■ ПОСТАВЛЕННАЯ ЗАДАЧА ■
Когда процесс формирования марксизма впервые стал предметом специальных исследований, согласно фрагменту страницы о молодом Марксе?

■ ФРАГМЕНТ СТРАНИЦЫ ■
####
Молодой Маркс - Николай Лапин 2 стр.


Социальный смысл исследования процесса формирования марксизма

Процесс формирования марксизма, в особенности взглядов К. Маркса, стал предметом специальных исследований уже в конце XIX в., но особенно интенсивно эти исследования развернулись в последние десятилетия. Во многих странах мира появились десятки объемистых трактатов, сотни брошюр и тысячи статей о молодом Марксе, написанных философами, социологами, экономистами, юристами, психологами и представителями других специальностей.

В этом обилии литературы явственно различаются два основных ее потока: произведения марксистов, опирающихся на научный диалектико-материалистический метод, и работы буржуазных авторов, пытающихся использовать взгляды молодого Маркса (предварительно исказив их) для дискредитации зрелого марксизма и даже для обоснования самоновейших идеалистических конструкций.
####
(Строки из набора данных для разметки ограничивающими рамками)

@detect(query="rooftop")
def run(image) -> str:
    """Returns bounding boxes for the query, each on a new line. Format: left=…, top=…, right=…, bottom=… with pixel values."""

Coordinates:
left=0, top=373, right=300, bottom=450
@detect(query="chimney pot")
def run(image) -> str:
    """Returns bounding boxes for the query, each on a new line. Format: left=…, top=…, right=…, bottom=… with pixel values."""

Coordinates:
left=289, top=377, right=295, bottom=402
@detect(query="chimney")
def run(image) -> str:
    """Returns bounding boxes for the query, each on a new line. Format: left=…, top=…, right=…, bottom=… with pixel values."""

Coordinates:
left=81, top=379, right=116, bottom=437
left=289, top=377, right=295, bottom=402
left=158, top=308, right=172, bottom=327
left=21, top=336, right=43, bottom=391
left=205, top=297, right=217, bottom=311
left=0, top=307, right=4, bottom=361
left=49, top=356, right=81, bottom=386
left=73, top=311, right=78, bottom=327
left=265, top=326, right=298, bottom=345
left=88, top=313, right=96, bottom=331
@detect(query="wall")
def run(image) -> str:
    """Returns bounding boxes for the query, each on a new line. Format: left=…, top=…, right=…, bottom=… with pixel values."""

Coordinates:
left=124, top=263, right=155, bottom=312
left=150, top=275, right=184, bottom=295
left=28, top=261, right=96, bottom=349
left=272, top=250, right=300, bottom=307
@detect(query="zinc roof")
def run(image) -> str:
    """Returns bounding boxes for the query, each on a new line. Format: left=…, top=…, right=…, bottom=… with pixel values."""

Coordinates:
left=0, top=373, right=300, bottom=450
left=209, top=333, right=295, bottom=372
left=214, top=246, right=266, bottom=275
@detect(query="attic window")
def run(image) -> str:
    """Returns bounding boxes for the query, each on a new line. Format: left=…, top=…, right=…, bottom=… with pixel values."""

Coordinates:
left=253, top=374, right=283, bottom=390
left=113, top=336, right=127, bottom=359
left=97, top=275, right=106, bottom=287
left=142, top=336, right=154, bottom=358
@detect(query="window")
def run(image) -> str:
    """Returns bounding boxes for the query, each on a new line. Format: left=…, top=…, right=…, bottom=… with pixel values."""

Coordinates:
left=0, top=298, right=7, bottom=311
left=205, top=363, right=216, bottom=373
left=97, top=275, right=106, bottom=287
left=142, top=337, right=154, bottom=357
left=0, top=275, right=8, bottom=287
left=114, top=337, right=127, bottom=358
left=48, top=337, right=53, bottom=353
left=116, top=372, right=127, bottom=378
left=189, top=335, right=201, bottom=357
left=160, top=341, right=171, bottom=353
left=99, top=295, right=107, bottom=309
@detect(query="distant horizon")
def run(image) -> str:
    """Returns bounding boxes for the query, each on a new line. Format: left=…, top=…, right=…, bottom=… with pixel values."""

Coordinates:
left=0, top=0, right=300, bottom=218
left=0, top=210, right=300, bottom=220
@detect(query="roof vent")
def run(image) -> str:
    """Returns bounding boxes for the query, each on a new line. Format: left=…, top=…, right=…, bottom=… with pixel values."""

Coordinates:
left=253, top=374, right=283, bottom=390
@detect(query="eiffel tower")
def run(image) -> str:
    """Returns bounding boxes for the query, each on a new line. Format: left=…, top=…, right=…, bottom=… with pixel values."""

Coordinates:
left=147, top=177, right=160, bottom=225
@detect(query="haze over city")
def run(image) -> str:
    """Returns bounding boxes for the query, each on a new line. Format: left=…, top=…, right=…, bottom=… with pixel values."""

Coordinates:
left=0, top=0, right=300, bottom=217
####
■ ОТВЕТ НА ЗАДАЧУ ■
Уже в конце XIX века.